What this task involves »
Print only the line with "Q: Where is a point on each instance of the grey" and the lines after it, ending with the last line of the material, each exactly as it stands.

Dataset records »
%%

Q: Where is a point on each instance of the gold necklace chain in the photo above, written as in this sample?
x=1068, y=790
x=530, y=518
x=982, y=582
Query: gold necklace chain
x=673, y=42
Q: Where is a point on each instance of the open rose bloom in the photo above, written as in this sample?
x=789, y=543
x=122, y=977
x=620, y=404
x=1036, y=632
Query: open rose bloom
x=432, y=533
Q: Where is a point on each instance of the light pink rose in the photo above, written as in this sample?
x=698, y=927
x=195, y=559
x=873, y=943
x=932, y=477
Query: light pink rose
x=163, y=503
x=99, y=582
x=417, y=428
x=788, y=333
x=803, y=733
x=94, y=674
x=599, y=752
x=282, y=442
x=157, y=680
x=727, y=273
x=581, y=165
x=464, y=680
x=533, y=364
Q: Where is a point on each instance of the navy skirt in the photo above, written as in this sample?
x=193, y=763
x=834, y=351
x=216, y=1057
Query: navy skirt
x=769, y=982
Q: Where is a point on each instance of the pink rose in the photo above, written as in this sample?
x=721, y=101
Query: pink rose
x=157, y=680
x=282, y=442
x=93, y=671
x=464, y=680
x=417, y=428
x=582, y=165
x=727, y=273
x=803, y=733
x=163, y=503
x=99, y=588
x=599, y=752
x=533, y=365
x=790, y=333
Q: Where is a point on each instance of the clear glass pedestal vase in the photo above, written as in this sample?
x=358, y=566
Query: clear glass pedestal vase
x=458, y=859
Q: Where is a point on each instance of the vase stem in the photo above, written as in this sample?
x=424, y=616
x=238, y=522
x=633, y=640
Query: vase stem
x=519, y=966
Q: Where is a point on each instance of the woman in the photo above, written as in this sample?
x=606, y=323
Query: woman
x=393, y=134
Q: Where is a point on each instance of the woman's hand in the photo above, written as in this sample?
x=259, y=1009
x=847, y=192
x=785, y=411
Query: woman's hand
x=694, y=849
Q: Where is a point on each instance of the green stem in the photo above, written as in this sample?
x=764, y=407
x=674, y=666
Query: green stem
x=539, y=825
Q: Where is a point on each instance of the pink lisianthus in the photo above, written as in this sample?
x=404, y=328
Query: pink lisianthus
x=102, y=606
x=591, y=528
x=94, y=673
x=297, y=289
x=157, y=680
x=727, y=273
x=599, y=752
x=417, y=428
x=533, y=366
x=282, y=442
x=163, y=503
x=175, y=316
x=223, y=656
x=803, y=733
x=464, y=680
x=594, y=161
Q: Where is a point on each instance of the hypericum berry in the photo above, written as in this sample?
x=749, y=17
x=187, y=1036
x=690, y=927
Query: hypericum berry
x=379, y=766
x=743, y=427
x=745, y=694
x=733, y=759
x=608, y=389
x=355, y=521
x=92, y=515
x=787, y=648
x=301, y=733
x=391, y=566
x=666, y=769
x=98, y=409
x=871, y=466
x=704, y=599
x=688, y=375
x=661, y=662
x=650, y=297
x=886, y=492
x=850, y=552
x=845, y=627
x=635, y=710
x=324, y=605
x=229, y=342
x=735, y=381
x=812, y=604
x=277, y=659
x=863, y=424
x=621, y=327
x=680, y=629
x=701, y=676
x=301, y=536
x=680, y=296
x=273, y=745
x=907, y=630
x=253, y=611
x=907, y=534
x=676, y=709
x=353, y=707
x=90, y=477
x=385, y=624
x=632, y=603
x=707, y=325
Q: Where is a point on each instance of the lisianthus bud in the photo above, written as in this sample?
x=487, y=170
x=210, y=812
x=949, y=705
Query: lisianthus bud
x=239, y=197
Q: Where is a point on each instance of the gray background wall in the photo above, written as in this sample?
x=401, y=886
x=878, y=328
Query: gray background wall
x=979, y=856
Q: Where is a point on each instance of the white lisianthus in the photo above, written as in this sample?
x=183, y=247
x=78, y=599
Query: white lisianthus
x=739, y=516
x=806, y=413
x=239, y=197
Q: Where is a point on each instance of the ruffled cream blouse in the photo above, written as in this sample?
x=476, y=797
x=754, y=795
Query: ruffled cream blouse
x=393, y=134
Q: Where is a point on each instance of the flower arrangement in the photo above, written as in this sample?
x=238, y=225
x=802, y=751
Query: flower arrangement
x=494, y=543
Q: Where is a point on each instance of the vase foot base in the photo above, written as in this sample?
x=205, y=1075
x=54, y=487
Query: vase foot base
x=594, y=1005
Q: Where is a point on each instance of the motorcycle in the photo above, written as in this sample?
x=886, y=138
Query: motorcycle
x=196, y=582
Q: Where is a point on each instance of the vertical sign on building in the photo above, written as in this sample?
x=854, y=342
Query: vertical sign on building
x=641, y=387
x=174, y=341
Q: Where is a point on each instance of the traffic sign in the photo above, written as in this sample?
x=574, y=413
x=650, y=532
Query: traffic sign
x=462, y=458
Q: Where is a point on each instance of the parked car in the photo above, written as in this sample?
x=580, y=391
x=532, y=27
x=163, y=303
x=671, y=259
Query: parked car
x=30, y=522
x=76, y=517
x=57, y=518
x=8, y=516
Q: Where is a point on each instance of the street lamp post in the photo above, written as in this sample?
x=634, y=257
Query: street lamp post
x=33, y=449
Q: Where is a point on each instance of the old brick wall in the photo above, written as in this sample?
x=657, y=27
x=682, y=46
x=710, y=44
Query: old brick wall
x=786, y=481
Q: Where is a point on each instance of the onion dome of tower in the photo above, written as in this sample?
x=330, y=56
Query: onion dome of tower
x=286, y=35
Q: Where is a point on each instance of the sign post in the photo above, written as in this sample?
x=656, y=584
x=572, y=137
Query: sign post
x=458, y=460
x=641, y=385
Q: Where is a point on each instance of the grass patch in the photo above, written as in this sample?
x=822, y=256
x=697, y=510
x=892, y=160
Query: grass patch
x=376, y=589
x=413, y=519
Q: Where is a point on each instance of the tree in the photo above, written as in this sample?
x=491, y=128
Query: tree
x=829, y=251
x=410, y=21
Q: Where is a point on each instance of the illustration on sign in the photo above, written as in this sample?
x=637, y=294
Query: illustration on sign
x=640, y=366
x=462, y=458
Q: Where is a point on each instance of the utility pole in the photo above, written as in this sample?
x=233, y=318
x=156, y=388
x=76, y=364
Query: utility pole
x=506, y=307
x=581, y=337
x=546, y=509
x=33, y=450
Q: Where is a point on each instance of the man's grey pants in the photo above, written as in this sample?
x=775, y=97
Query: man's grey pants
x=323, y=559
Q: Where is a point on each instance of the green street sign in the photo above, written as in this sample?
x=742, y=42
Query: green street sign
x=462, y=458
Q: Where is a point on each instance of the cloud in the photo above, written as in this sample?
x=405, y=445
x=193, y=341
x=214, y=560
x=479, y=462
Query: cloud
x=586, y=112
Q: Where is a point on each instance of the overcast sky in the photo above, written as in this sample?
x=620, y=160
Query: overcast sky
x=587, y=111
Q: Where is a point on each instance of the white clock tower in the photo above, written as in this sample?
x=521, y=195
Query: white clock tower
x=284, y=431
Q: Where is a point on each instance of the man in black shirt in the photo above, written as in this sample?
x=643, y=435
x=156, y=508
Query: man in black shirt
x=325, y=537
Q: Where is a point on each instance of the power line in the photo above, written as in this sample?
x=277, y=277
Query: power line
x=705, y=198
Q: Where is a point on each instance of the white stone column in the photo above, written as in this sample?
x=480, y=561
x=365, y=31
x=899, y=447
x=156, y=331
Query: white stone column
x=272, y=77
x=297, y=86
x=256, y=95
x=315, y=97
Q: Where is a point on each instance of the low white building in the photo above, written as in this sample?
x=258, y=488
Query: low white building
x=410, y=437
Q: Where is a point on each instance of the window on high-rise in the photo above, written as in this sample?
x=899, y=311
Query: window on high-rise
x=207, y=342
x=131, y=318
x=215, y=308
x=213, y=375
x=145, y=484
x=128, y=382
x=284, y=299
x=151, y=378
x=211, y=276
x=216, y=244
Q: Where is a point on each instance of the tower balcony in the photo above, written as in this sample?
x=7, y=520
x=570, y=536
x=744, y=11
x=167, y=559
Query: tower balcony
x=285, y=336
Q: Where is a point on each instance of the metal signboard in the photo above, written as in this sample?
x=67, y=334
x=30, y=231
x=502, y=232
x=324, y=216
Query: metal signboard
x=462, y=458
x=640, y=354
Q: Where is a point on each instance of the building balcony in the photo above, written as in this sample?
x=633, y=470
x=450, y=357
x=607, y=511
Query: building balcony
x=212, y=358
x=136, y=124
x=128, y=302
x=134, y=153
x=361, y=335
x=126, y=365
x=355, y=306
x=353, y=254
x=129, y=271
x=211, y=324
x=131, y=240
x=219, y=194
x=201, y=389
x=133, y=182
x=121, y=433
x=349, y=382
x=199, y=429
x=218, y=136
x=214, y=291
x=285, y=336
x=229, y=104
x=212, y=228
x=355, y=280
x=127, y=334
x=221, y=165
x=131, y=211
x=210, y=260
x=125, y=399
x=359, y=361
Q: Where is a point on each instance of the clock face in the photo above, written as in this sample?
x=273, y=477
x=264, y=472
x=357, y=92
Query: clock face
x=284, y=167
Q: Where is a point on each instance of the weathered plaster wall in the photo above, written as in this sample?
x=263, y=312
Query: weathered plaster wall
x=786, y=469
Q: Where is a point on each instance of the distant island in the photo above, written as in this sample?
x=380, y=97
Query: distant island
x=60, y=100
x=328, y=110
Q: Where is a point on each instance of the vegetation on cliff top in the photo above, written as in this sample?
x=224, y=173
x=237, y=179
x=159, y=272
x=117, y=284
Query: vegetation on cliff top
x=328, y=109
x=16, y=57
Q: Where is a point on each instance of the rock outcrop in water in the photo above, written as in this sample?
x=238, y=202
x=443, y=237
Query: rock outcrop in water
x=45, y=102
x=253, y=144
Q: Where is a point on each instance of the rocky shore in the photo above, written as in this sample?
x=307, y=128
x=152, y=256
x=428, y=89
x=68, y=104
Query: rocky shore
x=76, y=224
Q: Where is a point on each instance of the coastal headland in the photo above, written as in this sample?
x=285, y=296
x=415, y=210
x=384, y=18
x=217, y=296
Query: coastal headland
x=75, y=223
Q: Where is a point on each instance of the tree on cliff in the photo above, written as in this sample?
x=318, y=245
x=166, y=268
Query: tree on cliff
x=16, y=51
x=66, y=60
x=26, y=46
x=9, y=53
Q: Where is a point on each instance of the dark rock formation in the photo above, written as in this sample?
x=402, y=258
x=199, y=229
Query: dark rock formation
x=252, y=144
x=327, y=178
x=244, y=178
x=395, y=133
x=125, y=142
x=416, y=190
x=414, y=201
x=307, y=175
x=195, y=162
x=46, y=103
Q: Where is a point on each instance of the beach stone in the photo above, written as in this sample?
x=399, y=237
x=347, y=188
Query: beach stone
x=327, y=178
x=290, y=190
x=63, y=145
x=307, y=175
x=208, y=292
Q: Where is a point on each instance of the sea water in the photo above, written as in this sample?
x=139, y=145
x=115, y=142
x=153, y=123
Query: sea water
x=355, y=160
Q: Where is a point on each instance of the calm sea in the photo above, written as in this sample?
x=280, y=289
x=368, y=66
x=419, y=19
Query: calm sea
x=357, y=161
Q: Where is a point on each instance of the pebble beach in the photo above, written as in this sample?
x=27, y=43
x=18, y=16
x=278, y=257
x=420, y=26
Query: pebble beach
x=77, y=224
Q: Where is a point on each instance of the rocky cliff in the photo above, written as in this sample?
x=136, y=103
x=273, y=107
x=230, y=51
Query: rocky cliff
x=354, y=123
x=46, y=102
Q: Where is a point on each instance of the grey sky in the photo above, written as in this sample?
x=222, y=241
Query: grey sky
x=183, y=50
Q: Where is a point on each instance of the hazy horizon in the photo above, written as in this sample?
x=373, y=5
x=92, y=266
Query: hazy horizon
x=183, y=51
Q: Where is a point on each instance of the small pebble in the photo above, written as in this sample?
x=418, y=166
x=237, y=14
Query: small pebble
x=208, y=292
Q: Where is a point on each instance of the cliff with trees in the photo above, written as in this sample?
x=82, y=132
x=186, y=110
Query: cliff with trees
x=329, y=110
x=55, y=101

%%

Response below »
Q: Where is a point on each instance of the grey sky in the photo above, written as in this sample?
x=222, y=241
Query: grey sky
x=183, y=50
Q: Where is a point on each instance of the hazy horizon in the photo above, written as in this sample?
x=373, y=5
x=92, y=266
Query: hazy horizon
x=183, y=51
Q: Where is a point on each instance of the small pebble in the photo above, written as in this sample?
x=418, y=166
x=237, y=14
Query: small pebble
x=208, y=292
Q: Where is a point on each instance of the cliff with trees in the photo above, written as in this sample?
x=82, y=132
x=186, y=110
Query: cliff with trees
x=329, y=110
x=55, y=101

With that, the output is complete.